Short exercise:
Quote the whole listing verbatim.

Listing:
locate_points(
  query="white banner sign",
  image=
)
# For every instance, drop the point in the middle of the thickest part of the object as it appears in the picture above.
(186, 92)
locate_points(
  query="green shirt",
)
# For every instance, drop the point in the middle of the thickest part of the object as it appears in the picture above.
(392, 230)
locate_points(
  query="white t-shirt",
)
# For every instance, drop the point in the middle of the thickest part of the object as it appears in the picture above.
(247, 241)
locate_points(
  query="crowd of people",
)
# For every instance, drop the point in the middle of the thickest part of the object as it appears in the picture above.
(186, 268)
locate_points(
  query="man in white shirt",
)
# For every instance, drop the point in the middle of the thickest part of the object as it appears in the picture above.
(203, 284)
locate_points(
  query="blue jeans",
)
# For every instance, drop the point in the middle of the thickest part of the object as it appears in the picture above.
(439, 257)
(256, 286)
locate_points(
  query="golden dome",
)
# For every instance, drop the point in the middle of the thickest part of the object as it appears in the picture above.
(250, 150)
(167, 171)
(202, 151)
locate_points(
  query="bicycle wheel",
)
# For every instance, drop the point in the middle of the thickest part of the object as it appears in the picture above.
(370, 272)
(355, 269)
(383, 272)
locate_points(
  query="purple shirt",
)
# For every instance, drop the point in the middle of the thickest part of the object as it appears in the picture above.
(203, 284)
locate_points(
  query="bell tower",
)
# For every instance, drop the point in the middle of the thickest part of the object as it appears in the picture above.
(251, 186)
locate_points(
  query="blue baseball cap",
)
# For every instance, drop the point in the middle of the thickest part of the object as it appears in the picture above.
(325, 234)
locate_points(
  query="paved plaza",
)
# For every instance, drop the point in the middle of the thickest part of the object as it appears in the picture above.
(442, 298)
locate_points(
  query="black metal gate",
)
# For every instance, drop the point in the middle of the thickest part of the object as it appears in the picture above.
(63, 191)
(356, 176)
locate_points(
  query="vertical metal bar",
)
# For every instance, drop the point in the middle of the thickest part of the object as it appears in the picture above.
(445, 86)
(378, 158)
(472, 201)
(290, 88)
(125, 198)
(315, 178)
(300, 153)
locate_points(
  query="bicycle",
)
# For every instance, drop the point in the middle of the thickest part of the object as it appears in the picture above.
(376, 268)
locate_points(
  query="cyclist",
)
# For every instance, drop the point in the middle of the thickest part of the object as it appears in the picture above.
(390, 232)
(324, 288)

Response to the exercise:
locate_points(
  query="white banner sign",
  image=
)
# For every instance, drop the point in the middle of the thickest part of the object as it appears in the picture above.
(186, 92)
locate_points(
  query="green shirt",
)
# For every instance, drop the point in the middle of the thickest part of the object as it appears in the picture above.
(392, 230)
locate_points(
  query="white t-shirt",
)
# For every instance, drop the point in the middle of the thickest part of the object as it appears in the picture above.
(247, 241)
locate_points(
  query="crowd of people",
)
# For every instance, drop the point in the middle of the thickest part of the object as it appears in the picture above.
(186, 268)
locate_points(
  query="man in white shirt",
)
# For every instance, drop the point in the middle of the thickest part of the object as it appears in the picture above.
(203, 284)
locate_points(
  query="blue jeans",
)
# For every instance, drop the point in the middle of the thickest part of the object as it appears in the picture above.
(439, 257)
(256, 286)
locate_points(
  query="golden dome",
)
# For every instance, drop the point in the middle of the thickest part of the object as it appears in the picture above.
(250, 150)
(167, 171)
(202, 151)
locate_points(
  query="bicycle wheel",
)
# For every instance, drop the point in the middle of the thickest part of the object as it appears in the picture above.
(370, 272)
(355, 269)
(383, 272)
locate_points(
  query="purple shirt",
)
# For every instance, drop the point in the middle of the thickest part of the object as it appears in the picture above.
(203, 284)
locate_points(
  query="bell tower",
)
# For every instance, drop the point in the middle of the thickest part of the object as it appears in the picture above.
(251, 186)
locate_points(
  query="blue baseball cap",
)
# For every instance, drop the point in the middle of the thickest part of the object as it appears in the picture above.
(325, 234)
locate_points(
  query="paved plaza",
)
# For every instance, drop the point in the middle of the thickest part of the object as it appears in the picture above.
(442, 298)
locate_points(
  query="black metal gate",
)
# For every instance, drop the point in the middle of the thickest part of the object as it appears in the picture above.
(63, 191)
(356, 176)
locate_points(
  query="vertical metal bar",
)
# For every instance, drop the point in the middle of the thickest part of the object as it appears in the picture above.
(445, 86)
(378, 158)
(472, 201)
(290, 88)
(125, 198)
(315, 178)
(300, 153)
locate_points(
  query="bicycle",
)
# For every instance, drop the point in the middle of the thickest part of the object as it appears in the picture above.
(376, 268)
locate_points(
  query="cyclist",
)
# For every instance, drop the point in the middle of the thickest part of the object as it appears in the picture above.
(390, 232)
(324, 288)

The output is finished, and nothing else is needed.